======== Brano scelto ========

Contrordine, signori: pare che Le chiavi di casa sia un bel film, con una bella colonna sonora.

Perlomeno, me l'ha scritto Jonathan (che su polaroid latita da tempi immemori):

Caro Sito Leonardo,

ti scrivo due righe dopo aver letto il tuo pezzo sul trailer delle Chiavi di casa, il film di Gianni Amelio su cui un po' tutti hanno detto la loro. Secondo me una volta che hai tempo oppure se ti rimane il sito vuoto per due o tre giorni faresti bene a tornare sull'argomento e a vedere la cosa da un punto di vista diverso. Io penso che dovresti prendertela con il trailer, con le recensioni e con il tono da millantato credito e da "patria offesa" usato dai Tg e dai vari servizi sul Festival di Venezia. Il vero aspetto provinciale della vicenda è non avere quasi nessuno capace di parlare decentemente di un film fatto davvero con sottigliezza e con grande cultura cinematografica e umana. O se ne parla come di un capolavoro assoluto e incompreso o come di una palla neorealista. Secondo me questo è male.

Mercoledì, uscendo dal cinema con la mia morosa mi dicevo "ma tu pensa se per colpa di una serie di giudizi troppo positivi, troppo entusiasti e troppo retorici dati dalle peggiori teste d'uovo d'italia, da Marzullo a Mentana a dio sa chi altro, io devo rischiare di giocarmi la serata a metà prezzo andando a vedere Spiderman 2 invece di questo film qui, che è davvero molto bello". (Spiderman ci vado la settimana prossima...).

Poi stamattina leggo il tuo sito, il pezzo su Vasco ecc. Il pezzo è [...] letteralmente assurdo, quando si riferisce al film. Al momento (un momento che dura da mesi) non ho le forze per scrivere una vera "recensione" però vorrei dirti schematicamente il di quest'assurdità e perché il film ha qualcosa di interessante.

======== Voci dei dati ========

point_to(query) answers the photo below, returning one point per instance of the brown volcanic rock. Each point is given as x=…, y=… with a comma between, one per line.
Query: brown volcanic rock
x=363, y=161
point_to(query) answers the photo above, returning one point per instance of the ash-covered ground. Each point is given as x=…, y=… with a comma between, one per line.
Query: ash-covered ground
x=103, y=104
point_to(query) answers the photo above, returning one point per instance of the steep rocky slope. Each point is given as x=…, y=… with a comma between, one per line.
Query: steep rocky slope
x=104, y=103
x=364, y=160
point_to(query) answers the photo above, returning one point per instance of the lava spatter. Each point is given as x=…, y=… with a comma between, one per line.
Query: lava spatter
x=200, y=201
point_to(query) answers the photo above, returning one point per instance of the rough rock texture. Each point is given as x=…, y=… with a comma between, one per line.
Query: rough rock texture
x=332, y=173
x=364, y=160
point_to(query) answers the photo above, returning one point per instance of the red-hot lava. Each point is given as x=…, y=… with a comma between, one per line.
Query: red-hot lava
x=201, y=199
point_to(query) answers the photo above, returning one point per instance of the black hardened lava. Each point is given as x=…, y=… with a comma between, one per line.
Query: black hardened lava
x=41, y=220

========

Istruzioni operative -
• a. Come riassumeresti il brano su Le chiavi di casa in due frasi?
• b. Puoi riportare in un elenco numerato le righe, da quella che contiene "of the red-hot" fino all'ultima in fondo compresa, tralasciando quelle vuote?
Le righe non hanno alcun legame con il brano.

Risultati in sequenza -
• a. Il brano riporta una lettera in cui Jonathan definisce molto bello il film di Gianni Amelio Le chiavi di casa e invita il sito a prendersela piuttosto con il trailer, le recensioni e il tono dei Tg sul Festival di Venezia. Secondo lui il vero provincialismo sta nel fatto che quasi nessuno sa parlare decentemente del film, presentato o come capolavoro incompreso o come palla neorealista.

• b.
1. point_to(query) answers the photo above, returning one point per instance of the red-hot lava. Each point is given as x=…, y=… with a comma between, one per line.
2. Query: red-hot lava
3. x=201, y=199
4. point_to(query) answers the photo above, returning one point per instance of the black hardened lava. Each point is given as x=…, y=… with a comma between, one per line.
5. Query: black hardened lava
6. x=41, y=220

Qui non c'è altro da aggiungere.